**Prompt:** Rewrite the items from the line containing "stadium stand | locate" through the line containing "135,84 -> 143,90", both lines included. Replace "club crest" with "team crest" and leave everything else unchanged.

****************

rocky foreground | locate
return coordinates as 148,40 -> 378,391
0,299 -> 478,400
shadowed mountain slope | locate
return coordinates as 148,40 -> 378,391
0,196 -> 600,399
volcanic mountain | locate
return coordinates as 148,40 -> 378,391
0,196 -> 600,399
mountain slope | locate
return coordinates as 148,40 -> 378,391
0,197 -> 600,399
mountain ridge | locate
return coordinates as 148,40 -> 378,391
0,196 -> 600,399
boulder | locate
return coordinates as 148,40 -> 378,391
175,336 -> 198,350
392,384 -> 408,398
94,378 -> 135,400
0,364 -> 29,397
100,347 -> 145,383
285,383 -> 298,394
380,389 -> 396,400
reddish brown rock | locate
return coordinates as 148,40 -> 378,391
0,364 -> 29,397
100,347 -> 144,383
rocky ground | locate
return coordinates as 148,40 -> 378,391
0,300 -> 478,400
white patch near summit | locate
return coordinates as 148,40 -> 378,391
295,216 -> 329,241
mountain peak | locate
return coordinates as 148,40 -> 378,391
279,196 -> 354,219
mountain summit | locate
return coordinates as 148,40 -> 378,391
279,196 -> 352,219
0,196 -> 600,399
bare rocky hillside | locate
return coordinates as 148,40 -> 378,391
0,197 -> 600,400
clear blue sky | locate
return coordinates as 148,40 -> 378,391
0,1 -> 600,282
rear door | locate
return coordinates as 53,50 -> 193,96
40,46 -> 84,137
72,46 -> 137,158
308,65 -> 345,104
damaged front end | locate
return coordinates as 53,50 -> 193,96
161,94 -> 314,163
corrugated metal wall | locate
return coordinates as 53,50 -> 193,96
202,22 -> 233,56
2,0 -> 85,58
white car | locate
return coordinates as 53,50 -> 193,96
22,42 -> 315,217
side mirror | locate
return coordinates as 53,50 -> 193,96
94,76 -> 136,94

****************

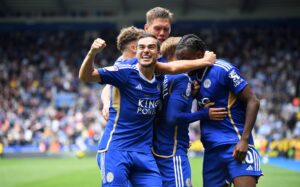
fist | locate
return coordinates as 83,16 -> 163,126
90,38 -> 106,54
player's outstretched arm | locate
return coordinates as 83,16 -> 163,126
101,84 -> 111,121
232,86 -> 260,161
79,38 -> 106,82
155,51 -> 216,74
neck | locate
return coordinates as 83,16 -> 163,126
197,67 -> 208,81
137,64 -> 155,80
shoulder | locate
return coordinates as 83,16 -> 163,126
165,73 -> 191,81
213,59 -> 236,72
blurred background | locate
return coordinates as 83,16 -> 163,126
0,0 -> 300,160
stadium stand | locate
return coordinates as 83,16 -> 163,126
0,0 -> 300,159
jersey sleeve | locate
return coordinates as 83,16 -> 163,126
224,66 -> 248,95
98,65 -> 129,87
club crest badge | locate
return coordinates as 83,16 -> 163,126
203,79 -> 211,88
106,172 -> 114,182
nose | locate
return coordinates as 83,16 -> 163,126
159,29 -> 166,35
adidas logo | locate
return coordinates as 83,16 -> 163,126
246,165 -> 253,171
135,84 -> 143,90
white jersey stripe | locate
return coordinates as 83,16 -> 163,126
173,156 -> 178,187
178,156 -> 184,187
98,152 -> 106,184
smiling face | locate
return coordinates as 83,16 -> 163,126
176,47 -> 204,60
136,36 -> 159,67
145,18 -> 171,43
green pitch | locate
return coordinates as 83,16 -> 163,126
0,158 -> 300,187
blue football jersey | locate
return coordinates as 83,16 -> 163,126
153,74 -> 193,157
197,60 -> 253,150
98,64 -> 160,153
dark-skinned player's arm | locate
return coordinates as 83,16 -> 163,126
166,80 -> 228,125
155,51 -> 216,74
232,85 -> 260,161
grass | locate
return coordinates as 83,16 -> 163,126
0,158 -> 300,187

****************

**Exercise result:**
stadium stand | locate
return coordinates as 83,16 -> 163,126
0,0 -> 300,159
jersey sleeve | locate
return coordinates as 83,16 -> 163,126
224,66 -> 248,95
98,65 -> 129,87
team crest badge | locate
return coordinates as 83,16 -> 163,126
203,79 -> 211,88
106,172 -> 114,182
nose | locate
return coordinates as 83,16 -> 163,126
159,29 -> 166,35
adidas logo | locate
return coordinates as 83,16 -> 163,126
246,165 -> 253,171
135,84 -> 143,90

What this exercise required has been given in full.